### Tasks for this exercise
a. Answer these questions using the text on the city's cybersecurity ordinance, one line per answer:
(i) Which county employs Kyle Webb as chief information officer?
(ii) Within how many days must ransomware incidents be reported to the Ohio Department of Public Safety?
(iii) What two best practices did Webb say the city has already begun implementing?
b. Write the next paragraph of the account of the committee's review of Ordinance 25-28, picking up after its final sentence.
** BEGIN Text **
City Council committee reviewed Ordinance 25-28, a proposed municipal cybersecurity policy prepared to meet recent state requirements and guidance.
Kyle Webb, chief information officer for Knox County (which provides IT services for the city), told committee the ordinance implements elements of House Bill 96 and the Ohio Revised Code provision he cited (ORC 9.64 as referenced in committee). Webb said the law requires political subdivisions to adopt cybersecurity policies and noted two operational duties the state emphasized: reporting ransomware incidents to the Ohio Department of Public Safety within seven days and making any ransom payment only following legislative approval. "If you're gonna pay a ransom for ransomware ... it has to come to legislation," Webb said, summarizing the statutory requirement discussed in committee.
Webb and city IT staff described the proposed ordinance as a policy framework that meets state standards; they recommended adopting it as a baseline while continuing to develop more detailed operational response plans, contact lists and department-level procedures. Webb said the city already has begun implementing several best practices, including multi-factor authentication and monthly municipal technology board meetings, and that insurance requirements also push for stronger cyber controls.
** END Text **
** BEGIN Raw data **
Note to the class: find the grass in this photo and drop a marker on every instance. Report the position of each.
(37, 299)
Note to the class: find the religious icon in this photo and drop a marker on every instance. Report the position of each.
** END Raw data **
### Answers per task
a.
(i) Knox County
(ii) Seven days
(iii) Multi-factor authentication and monthly municipal technology board meetings

b.
Council members discussed balancing specificity with flexibility so the city is not bound to rigid procedures that become obsolete; one council member asked about the operational annex (incident-response plan) and Webb said the ordinance intentionally references a separate, more detailed operational plan that can be updated without amending the ordinance. Webb also said the city will change council email accounts to .gov addresses on Oct. 1 and walk members through the sign-in change. Committee indicated it will request an amendment to designate the safety service director (rather than the utilities director) as a lead contact listed in the ordinance's section assigning incident authorities.